Answer these questions from the article on the album Good Woman below:
1. Which record label released the album?
2. What rating did the Calgary Herald give it?
3. Which song was left off the vinyl release?

◆ Supplied text:
+++

Studio album by Gladys Knight
- Released: July 2, 1991
- Length: 53:45
- Label: MCA
- Producer: D.C.; Attala Zane Giles; Barry Mann; Tim Miner; Michael J. Powell; Howie Rice;

Gladys Knight chronology
| Gladys Knight (1979) | Good Woman (1991) | Just for You (1994) |

= Good Woman (Gladys Knight album) =

Good Woman is the third studio album by American singer Gladys Knight. It was released by MCA Records in 1991 in the United States. The album was nominated for the Grammy Award for Best Female R&B Vocal Performance at the 34th awards ceremony, while	their rendition of "Superwoman" Knight, Dionne Warwick and Patti LaBelle a nomination in the Best R&B Performance by a Duo or Group with Vocal category.

==Critical reception==

AllMusic editor Alex Henderson wrote that "like her final recordings with the Pips, Good Woman found Knight taking an urban contemporary-oriented approach without sacrificing her artistic integrity. The highly infectious single "Men" is an absolute gem, and cuts ranging from the smooth "This Is Love" to the gritty new jack swing number "Meet Me In the Middle" are definitely the work of an artist being true to herself. Some may find it hard to imagine Knight embracing new jack swing, but in fact, she does so convincingly. Though a few of the cuts aren't very memorable, this is a CD that the veteran singer can, for the most part, be proud of."

Professional ratings
Review scores
| Source | Rating |
| AllMusic |  |
| Calgary Herald | B |
| Entertainment Weekly | C− |
| Los Angeles Times |  |

== Track listing ==

Notes
- "In This Life" is omitted from the vinyl release due to space issues.

+++

◆ Exercise data:
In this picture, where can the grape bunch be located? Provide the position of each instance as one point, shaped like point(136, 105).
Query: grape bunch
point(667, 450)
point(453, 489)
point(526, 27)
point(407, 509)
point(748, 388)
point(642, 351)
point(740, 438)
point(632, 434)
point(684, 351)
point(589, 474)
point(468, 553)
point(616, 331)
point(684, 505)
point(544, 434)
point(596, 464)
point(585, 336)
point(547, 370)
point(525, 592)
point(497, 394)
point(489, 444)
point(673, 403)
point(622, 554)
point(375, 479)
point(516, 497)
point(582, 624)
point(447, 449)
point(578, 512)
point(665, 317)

+++

◆ Task output:
1. MCA
2. B
3. "In This Life"